Written exercise
Can you copy out the rows from the line with "Expected: one point per instance of the onion" to the line with "x=386 y=161", unchanged, with both of those lines included and nothing else?

Exercise material

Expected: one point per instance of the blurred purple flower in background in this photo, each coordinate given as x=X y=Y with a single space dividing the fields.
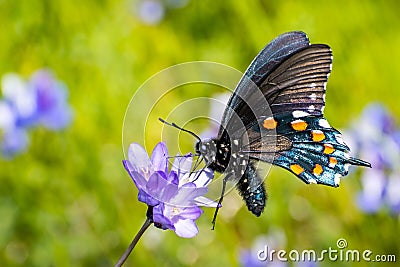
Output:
x=218 y=104
x=42 y=101
x=173 y=197
x=374 y=137
x=52 y=109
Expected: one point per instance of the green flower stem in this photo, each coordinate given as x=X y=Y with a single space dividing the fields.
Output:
x=128 y=251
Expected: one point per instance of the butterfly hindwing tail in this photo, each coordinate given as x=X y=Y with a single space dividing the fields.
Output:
x=251 y=188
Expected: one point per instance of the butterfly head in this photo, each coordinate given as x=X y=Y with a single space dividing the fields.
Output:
x=207 y=149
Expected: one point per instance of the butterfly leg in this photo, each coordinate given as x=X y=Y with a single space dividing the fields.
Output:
x=220 y=200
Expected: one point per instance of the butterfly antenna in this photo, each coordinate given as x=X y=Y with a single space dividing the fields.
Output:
x=180 y=128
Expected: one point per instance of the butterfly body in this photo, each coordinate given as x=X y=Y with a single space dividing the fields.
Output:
x=275 y=115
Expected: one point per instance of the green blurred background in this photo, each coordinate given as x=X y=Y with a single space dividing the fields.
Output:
x=67 y=201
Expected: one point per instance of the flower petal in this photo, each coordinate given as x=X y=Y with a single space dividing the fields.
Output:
x=146 y=198
x=139 y=159
x=186 y=195
x=205 y=202
x=186 y=228
x=159 y=157
x=161 y=219
x=137 y=178
x=161 y=189
x=182 y=164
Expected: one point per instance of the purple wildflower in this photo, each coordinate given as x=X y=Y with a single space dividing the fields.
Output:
x=217 y=106
x=376 y=138
x=40 y=101
x=13 y=139
x=52 y=109
x=173 y=197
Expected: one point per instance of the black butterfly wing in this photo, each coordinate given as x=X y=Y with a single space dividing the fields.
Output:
x=247 y=97
x=306 y=144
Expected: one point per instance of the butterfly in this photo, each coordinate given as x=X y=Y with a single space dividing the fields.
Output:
x=275 y=115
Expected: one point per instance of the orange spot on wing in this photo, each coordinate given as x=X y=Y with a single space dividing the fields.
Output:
x=317 y=136
x=270 y=123
x=328 y=149
x=318 y=169
x=297 y=169
x=299 y=125
x=332 y=162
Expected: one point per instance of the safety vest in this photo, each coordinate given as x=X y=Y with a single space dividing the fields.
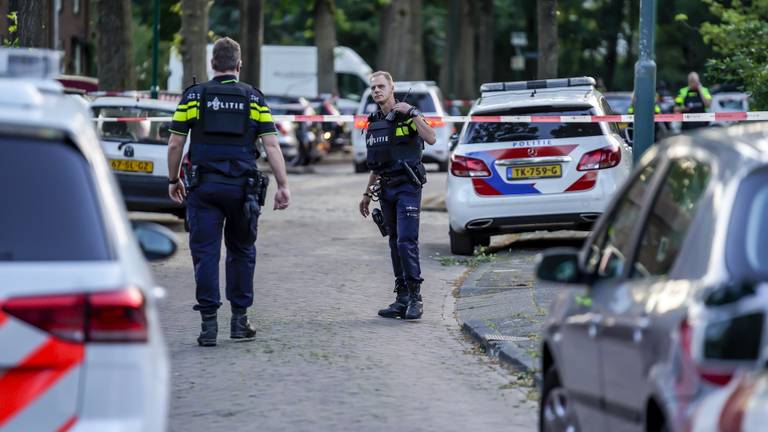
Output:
x=223 y=130
x=388 y=143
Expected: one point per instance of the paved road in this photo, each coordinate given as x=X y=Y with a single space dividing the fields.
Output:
x=322 y=359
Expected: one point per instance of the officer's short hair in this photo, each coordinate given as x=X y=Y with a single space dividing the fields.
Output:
x=385 y=74
x=226 y=54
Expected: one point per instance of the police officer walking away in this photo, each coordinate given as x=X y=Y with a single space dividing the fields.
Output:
x=224 y=118
x=693 y=99
x=394 y=143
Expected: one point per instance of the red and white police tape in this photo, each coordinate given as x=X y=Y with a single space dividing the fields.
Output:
x=361 y=120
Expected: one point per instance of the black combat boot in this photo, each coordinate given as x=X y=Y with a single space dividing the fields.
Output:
x=241 y=327
x=415 y=306
x=210 y=329
x=397 y=309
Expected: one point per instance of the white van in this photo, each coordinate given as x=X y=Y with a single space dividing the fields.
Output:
x=292 y=71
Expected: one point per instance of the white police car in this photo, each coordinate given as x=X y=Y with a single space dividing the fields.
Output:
x=526 y=175
x=136 y=147
x=424 y=95
x=82 y=348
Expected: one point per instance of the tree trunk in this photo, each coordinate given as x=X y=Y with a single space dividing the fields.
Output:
x=325 y=39
x=251 y=40
x=415 y=54
x=34 y=23
x=613 y=33
x=194 y=40
x=400 y=41
x=466 y=87
x=115 y=45
x=547 y=18
x=485 y=35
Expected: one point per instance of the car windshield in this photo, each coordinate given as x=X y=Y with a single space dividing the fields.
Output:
x=421 y=100
x=747 y=254
x=619 y=104
x=55 y=213
x=481 y=132
x=138 y=131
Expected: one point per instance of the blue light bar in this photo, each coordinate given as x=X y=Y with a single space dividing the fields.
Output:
x=537 y=84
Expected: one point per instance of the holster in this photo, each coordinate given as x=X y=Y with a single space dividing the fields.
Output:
x=191 y=176
x=255 y=195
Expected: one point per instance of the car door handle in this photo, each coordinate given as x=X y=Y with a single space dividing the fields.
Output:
x=595 y=321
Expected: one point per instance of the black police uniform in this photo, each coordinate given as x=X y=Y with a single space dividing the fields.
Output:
x=225 y=118
x=394 y=150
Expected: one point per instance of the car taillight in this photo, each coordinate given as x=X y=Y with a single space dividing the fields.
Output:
x=712 y=377
x=114 y=316
x=62 y=316
x=606 y=157
x=117 y=316
x=462 y=166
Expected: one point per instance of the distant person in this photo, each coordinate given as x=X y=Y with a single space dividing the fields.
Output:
x=692 y=100
x=224 y=118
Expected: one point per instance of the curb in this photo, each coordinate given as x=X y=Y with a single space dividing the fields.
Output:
x=494 y=343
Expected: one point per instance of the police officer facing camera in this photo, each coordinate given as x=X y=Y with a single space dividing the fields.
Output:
x=394 y=143
x=695 y=99
x=224 y=118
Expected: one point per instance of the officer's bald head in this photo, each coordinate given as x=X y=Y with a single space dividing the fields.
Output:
x=693 y=81
x=226 y=55
x=382 y=87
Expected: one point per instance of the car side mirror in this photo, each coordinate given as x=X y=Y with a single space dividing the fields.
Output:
x=454 y=141
x=560 y=265
x=156 y=241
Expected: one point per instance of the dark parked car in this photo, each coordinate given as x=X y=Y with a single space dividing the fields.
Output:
x=689 y=225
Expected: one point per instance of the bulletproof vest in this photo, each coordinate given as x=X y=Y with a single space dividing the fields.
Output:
x=385 y=149
x=694 y=101
x=223 y=130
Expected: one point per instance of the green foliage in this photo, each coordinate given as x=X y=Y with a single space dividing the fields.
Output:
x=13 y=29
x=738 y=38
x=170 y=24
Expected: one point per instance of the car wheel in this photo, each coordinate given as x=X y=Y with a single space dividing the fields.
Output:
x=461 y=244
x=556 y=413
x=360 y=167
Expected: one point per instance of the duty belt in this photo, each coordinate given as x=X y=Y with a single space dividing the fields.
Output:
x=220 y=178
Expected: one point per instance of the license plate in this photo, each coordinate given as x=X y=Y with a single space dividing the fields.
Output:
x=534 y=171
x=131 y=165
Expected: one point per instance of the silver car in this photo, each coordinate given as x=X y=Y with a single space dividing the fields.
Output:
x=690 y=224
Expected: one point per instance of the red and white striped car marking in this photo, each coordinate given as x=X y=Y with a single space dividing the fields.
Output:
x=40 y=378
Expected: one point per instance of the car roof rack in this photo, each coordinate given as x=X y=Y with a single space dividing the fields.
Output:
x=537 y=84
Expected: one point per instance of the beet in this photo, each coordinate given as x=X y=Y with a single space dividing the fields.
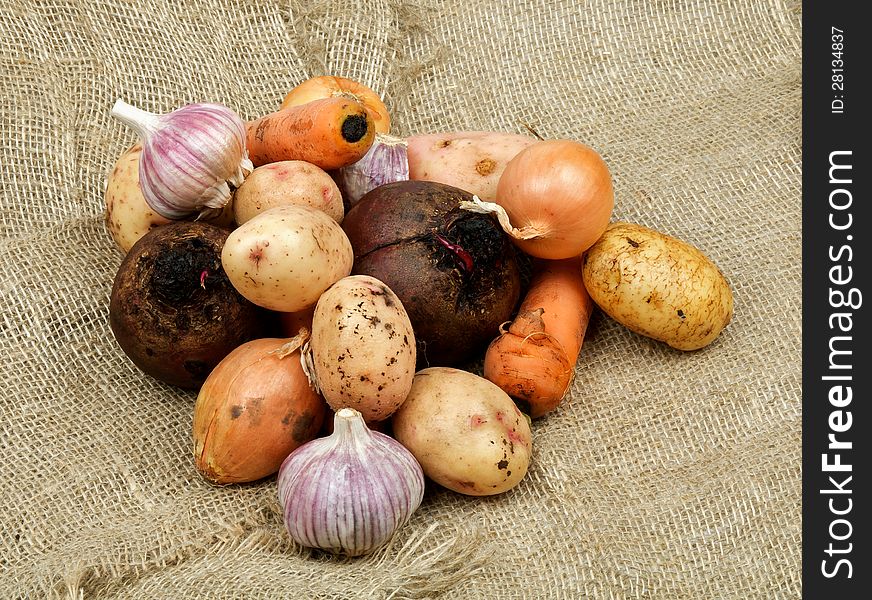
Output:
x=172 y=309
x=455 y=271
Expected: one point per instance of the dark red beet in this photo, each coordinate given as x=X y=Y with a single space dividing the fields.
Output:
x=173 y=311
x=455 y=271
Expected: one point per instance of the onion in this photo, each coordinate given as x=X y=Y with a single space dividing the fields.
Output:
x=255 y=408
x=554 y=199
x=329 y=86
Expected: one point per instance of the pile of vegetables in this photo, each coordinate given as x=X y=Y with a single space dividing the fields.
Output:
x=326 y=289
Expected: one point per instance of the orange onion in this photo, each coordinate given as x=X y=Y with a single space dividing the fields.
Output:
x=329 y=86
x=554 y=199
x=255 y=408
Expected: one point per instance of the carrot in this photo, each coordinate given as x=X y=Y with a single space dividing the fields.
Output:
x=329 y=133
x=533 y=361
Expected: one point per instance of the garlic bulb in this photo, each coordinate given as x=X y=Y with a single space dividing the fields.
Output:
x=348 y=493
x=190 y=157
x=386 y=161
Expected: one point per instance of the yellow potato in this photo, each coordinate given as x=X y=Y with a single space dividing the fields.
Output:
x=466 y=432
x=658 y=286
x=128 y=216
x=363 y=347
x=286 y=257
x=470 y=160
x=284 y=183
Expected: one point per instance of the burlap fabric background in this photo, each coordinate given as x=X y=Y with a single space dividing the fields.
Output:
x=663 y=475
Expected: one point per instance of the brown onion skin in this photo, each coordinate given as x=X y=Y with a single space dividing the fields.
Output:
x=455 y=310
x=254 y=409
x=173 y=327
x=563 y=188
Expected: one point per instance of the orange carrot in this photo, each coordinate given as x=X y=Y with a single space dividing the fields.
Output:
x=533 y=360
x=329 y=133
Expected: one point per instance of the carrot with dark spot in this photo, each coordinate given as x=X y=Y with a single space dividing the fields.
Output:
x=329 y=133
x=533 y=360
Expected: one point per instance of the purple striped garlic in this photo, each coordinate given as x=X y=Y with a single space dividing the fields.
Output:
x=349 y=492
x=190 y=157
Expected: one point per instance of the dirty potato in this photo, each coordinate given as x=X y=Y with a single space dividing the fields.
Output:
x=658 y=286
x=363 y=347
x=466 y=432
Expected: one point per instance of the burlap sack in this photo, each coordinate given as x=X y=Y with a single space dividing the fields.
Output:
x=663 y=475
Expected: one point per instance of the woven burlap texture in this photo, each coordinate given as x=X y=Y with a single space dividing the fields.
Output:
x=663 y=474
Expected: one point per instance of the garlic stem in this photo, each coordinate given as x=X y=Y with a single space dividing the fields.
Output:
x=142 y=121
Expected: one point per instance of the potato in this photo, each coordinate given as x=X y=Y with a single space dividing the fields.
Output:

Exercise result
Expected: one point per instance of the onion in this photo, each coordinate given as x=X y=Y with a single space dividing the fields.
Output:
x=255 y=408
x=554 y=199
x=329 y=86
Expected: one point per instance of the pile of vegetables in this photo, each coordinate given as x=X y=Y with a single space dividing the fields.
Output:
x=326 y=289
Expected: one point per instance of the orange onion in this photo, each coordinate given as x=X y=Y with a single space dividing the fields.
Output:
x=329 y=86
x=554 y=199
x=255 y=408
Expected: one point per instance of the carrot in this photo, each coordinate given as x=X y=Y with a single space dividing the fields.
Output:
x=329 y=133
x=533 y=361
Expected: one point per instance of the garlic bulb in this photo, each coordinate given as x=X y=Y with a single space dividing the fields.
Output:
x=348 y=493
x=190 y=157
x=386 y=161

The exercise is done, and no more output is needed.